— INSTRUCTIONS FOR THE TASK —
Word for word, restate the entries that follow.

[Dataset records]
== Segment start ==
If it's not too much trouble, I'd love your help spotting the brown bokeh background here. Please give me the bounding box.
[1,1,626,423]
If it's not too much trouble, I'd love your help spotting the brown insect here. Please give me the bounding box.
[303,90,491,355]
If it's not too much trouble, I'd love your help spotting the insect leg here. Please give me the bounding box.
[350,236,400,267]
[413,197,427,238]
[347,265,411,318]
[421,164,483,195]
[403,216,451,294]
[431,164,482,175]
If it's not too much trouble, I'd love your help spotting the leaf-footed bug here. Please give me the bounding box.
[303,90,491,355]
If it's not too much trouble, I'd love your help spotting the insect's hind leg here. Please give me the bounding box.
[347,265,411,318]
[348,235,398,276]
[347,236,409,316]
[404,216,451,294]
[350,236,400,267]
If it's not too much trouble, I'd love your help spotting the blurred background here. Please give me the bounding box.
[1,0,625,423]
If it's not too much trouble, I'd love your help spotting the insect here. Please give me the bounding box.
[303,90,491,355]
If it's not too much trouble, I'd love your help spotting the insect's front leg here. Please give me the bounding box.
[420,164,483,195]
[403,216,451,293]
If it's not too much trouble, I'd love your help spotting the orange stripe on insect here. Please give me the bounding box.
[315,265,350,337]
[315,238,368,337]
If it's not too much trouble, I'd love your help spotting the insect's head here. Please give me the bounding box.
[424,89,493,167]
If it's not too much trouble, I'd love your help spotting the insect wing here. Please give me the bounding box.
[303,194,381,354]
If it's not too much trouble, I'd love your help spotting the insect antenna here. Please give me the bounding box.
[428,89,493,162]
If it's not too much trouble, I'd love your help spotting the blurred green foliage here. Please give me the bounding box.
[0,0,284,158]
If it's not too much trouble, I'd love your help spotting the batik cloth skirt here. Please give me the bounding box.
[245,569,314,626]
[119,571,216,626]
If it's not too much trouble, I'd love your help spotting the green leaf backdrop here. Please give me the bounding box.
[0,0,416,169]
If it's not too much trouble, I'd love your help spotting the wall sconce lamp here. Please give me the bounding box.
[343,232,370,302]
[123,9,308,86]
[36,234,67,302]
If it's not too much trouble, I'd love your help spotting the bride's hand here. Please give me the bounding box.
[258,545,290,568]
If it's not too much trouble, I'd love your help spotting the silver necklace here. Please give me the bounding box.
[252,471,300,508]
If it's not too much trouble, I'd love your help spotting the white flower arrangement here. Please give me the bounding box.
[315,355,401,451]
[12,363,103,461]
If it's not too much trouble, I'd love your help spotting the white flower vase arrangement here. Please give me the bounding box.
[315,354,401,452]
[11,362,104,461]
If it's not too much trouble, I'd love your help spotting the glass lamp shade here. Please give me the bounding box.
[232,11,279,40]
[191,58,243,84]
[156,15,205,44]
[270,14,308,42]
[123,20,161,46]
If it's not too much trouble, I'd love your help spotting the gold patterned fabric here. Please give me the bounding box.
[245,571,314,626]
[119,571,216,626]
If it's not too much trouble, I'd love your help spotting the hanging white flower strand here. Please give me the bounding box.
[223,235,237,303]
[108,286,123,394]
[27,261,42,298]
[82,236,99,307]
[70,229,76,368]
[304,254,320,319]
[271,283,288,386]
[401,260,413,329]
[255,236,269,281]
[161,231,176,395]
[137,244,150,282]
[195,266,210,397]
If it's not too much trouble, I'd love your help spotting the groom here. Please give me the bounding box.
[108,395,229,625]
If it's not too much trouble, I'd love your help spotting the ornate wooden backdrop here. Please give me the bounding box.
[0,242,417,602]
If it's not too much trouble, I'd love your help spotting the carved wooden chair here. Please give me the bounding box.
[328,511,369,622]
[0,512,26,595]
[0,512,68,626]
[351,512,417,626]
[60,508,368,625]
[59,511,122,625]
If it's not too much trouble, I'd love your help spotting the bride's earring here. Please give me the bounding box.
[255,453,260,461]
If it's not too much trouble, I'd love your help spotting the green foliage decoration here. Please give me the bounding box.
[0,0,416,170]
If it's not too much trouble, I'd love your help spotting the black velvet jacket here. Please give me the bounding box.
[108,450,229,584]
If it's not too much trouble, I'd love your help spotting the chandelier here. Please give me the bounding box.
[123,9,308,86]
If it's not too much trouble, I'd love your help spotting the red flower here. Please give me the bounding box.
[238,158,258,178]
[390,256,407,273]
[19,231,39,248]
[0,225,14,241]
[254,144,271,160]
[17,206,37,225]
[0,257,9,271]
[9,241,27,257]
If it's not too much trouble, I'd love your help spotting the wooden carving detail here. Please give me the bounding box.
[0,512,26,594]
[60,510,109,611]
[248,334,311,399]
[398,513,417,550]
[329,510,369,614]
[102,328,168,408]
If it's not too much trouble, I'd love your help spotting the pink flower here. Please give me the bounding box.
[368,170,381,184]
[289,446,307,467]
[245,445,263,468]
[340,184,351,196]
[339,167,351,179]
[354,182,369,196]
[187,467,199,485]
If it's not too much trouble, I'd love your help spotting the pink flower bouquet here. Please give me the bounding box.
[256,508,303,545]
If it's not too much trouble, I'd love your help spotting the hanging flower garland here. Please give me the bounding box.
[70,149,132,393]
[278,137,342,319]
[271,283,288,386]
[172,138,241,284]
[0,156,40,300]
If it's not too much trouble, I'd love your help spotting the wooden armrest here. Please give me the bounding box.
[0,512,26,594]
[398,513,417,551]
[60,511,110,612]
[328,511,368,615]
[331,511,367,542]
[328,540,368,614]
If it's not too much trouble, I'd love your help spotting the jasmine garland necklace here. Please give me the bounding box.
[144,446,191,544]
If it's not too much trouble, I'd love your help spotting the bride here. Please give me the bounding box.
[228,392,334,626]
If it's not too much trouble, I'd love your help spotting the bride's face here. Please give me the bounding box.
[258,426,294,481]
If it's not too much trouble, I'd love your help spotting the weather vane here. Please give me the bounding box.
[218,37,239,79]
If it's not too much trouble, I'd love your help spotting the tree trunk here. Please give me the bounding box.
== Segment end ==
— TASK SOLUTION —
If it's not too much trouble, I'd love your help spotting the brown bokeh background here. Please give me the bounding box.
[1,1,626,423]
If it's not too much trouble, I'd love your help spotting the brown insect here. Please give me the bounding box.
[303,90,491,355]
If it's not too much trouble, I'd love your help spotting the insect leg here. Please give me the bounding box.
[350,236,400,267]
[413,197,427,238]
[347,265,411,318]
[421,164,483,195]
[403,216,451,294]
[431,164,482,175]
If it's not too much trouble, I'd love your help spotting the leaf-footed bug here. Please give me the bounding box.
[303,90,491,355]
If it's not too much trouble, I'd love your help spotting the insect's hind leg here. Please give me the bounding box.
[347,265,411,318]
[348,235,398,276]
[347,236,409,316]
[404,216,451,294]
[350,236,400,267]
If it's not too much trouble, I'd love your help spotting the blurred background here. Please give me the bounding box.
[1,0,625,423]
If it's not too much trouble, I'd love your help spotting the insect here. Please give me the bounding box.
[303,90,491,355]
If it's not too much trouble, I'd love your help spotting the insect's front leg here. Please give me the bounding box.
[420,164,483,195]
[403,216,451,293]
If it's not too much trouble, I'd love your help spotting the orange stripe on insect here. Please give me the bounding box.
[315,265,350,337]
[315,238,368,337]
If it's not too much trouble, I'd love your help spotting the insect's head here. Please give me the bounding box.
[424,89,493,167]
If it's not too much trouble, I'd love your help spotting the insect wing here. Please give me the bounding box.
[303,194,381,354]
If it's not too much trouble, I'd love your help spotting the insect antenna here. Please give me the bounding box.
[428,89,493,162]
If it's not too much trouble, I'd love your help spotting the blurred green foliage here. Please give me the bounding box.
[0,0,284,158]
If it's not too much trouble, I'd love your help spotting the batik cloth skirt here. Please give me the bounding box.
[245,569,314,626]
[119,571,216,626]
If it's not too much trouble, I'd love your help spotting the green leaf backdrop here. Please give me the bounding box.
[0,0,416,169]
If it's not too much trouble, I'd love your help spotting the wall sconce lamp here. Please give me the bounding box.
[343,232,370,302]
[123,9,308,86]
[36,234,67,302]
If it's not too much trouble, I'd love your help spotting the bride's hand here. Please give me the bounding box.
[258,545,290,568]
If it's not too much trouble, I'd love your help spotting the silver necklace here. Please give me the bounding box.
[252,471,300,508]
If it's not too much trouble, I'd love your help spotting the white flower arrangement here. Please give me the bounding box.
[315,355,401,451]
[12,363,103,461]
If it's not too much trouble, I'd love your help spotting the white flower vase arrangement here. Please give me the bounding box.
[315,354,401,452]
[11,362,104,461]
If it's not too much trouble, I'd love your help spotting the glass lamp shade here. Please give me the bounding box.
[232,11,279,40]
[191,58,243,84]
[156,15,205,44]
[270,14,308,42]
[123,20,161,46]
If it's not too much trouble, I'd love your help spotting the gold patterned fabric here. Please give me the bounding box.
[245,571,314,626]
[119,571,216,626]
If it's not too much trouble, I'd love your help spotting the hanging white flower strand here. Please give me the bounding box.
[223,235,237,303]
[108,286,123,394]
[27,261,42,298]
[82,236,99,307]
[70,229,76,368]
[304,254,320,319]
[271,283,288,386]
[401,260,413,329]
[255,236,269,281]
[161,231,176,395]
[137,244,150,282]
[195,266,210,397]
If it's not too much trouble, I'd love your help spotting the groom here. Please give me the bounding box.
[108,395,229,625]
If it's not too much trouble, I'd love your help spotting the ornate wooden backdrop here. Please give me the bounding box.
[0,242,417,602]
If it's not too much trouble, I'd love your help spotting the carved wooden chair here. Please give me the bounding box.
[328,511,369,622]
[0,512,26,595]
[0,512,68,626]
[351,512,417,626]
[60,508,368,625]
[59,511,122,625]
If it's not too much trouble, I'd love your help spotting the bride's earring here. Please give me the bounding box.
[255,453,260,461]
If it's not too much trouble, I'd love your help spotting the green foliage decoration here. Please give me the bounding box.
[0,0,416,170]
If it's not too much trouble, I'd love your help spotting the black velvet jacket here. Please give me the bounding box.
[108,450,229,584]
If it's not too much trouble, I'd love your help spotting the chandelier here. Please give me the bounding box.
[123,9,308,86]
If it's not too much trouble, I'd love your help spotting the red flower here. Please give me the bounding box.
[238,158,258,178]
[390,256,407,273]
[19,231,39,248]
[0,225,14,241]
[254,144,271,160]
[17,206,37,225]
[0,257,9,271]
[9,241,27,257]
If it's not too much trouble, I'd love your help spotting the wooden carving detail here. Please give me the bounding box.
[0,512,26,594]
[60,510,109,611]
[248,334,311,399]
[398,513,417,550]
[329,510,369,614]
[102,328,168,408]
If it's not too much trouble, I'd love your help spotting the pink flower here. Please give me the bounding box.
[368,170,381,184]
[289,446,307,467]
[245,445,263,468]
[340,184,351,196]
[339,167,351,179]
[354,182,369,196]
[187,467,199,485]
If it's not too much trouble, I'd love your help spotting the pink flower bouquet here. Please give me the bounding box.
[256,508,303,545]
If it's not too much trouble, I'd love your help spotting the hanging flower garland here. Please give me the bounding box.
[70,149,132,393]
[278,137,342,319]
[271,283,288,386]
[172,138,241,284]
[0,156,40,300]
If it's not too much trouble, I'd love your help spotting the wooden armrest here. Please give me the bounding box.
[0,512,26,594]
[398,513,417,551]
[60,511,110,612]
[328,511,368,615]
[331,511,367,542]
[328,540,368,614]
If it's not too much trouble, I'd love your help spotting the jasmine garland necklace here. Please give me the bounding box.
[144,446,191,544]
If it's not too much trouble, I'd love your help spotting the bride here. Please give me the bounding box.
[228,392,334,626]
If it's not too much trouble, I'd love your help spotting the bride's face here. Please give me the bounding box.
[258,426,294,481]
If it's not too much trouble, I'd love your help spotting the weather vane here. Please give me the bounding box.
[218,37,239,79]
If it's not too much trouble, I'd love your help spotting the tree trunk here. Please give me the bounding box.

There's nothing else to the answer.